Report every line in the entries below that contains the string "pavement", copying each such line in full.

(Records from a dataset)
** begin **

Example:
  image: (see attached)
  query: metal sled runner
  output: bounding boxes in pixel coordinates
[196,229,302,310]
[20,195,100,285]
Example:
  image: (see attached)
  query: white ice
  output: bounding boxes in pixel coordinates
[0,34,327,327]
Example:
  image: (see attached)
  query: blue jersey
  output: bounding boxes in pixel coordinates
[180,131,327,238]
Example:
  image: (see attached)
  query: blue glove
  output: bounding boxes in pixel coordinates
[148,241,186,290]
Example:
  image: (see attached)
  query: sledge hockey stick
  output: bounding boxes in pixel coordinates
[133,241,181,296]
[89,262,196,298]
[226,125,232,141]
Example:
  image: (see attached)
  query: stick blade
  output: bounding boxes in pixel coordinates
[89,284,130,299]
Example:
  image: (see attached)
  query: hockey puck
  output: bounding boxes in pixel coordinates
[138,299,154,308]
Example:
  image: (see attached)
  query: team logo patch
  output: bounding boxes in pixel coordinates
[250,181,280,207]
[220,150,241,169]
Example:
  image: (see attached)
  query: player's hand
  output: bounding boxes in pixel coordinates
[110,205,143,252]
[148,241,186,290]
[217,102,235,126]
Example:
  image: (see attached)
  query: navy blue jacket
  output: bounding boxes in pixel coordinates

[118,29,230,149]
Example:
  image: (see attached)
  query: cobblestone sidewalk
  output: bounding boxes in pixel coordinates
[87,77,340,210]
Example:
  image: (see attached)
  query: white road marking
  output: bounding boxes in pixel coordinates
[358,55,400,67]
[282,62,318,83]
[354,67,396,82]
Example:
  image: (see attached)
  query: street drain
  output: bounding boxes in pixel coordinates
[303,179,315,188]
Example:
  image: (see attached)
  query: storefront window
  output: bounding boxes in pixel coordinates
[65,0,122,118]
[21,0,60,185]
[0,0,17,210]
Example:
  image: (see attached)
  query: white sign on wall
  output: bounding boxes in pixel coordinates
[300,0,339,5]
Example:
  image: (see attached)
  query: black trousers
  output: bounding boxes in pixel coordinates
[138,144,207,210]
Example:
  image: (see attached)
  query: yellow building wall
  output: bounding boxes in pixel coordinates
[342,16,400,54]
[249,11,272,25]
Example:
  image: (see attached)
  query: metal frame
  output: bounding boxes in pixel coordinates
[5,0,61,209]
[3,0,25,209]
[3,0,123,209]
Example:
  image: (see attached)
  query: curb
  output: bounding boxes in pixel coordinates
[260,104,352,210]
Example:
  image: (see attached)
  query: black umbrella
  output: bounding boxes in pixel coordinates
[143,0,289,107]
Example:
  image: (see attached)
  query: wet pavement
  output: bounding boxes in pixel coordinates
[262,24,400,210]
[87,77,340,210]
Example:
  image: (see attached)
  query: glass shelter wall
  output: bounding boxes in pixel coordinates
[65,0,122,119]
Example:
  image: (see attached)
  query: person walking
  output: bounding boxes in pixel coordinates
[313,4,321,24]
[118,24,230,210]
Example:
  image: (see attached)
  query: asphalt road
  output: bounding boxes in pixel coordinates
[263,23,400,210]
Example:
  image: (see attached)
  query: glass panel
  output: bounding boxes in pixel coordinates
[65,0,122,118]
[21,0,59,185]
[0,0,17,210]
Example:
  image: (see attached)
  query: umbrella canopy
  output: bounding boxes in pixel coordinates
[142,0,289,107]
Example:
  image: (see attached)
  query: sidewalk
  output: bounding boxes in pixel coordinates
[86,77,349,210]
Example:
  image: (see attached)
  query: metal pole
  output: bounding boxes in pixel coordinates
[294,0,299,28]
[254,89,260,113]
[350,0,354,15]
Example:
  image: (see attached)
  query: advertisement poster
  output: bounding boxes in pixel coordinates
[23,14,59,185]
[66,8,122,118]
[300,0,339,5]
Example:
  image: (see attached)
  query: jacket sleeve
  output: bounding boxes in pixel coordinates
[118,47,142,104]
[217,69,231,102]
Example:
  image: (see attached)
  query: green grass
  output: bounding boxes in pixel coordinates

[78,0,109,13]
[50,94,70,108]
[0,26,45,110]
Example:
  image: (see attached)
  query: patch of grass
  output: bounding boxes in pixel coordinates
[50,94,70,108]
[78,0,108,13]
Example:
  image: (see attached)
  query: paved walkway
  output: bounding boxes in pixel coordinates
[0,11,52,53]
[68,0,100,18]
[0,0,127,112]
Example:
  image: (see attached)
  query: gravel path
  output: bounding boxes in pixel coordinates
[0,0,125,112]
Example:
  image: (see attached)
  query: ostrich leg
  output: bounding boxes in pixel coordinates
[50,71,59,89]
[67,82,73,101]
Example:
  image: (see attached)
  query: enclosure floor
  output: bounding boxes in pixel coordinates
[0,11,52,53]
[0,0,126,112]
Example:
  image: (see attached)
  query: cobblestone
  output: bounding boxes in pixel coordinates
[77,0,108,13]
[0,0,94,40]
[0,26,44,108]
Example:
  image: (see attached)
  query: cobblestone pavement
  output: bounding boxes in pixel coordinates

** end **

TASK OUTPUT:
  query: wet pavement
  query: cobblestone pavement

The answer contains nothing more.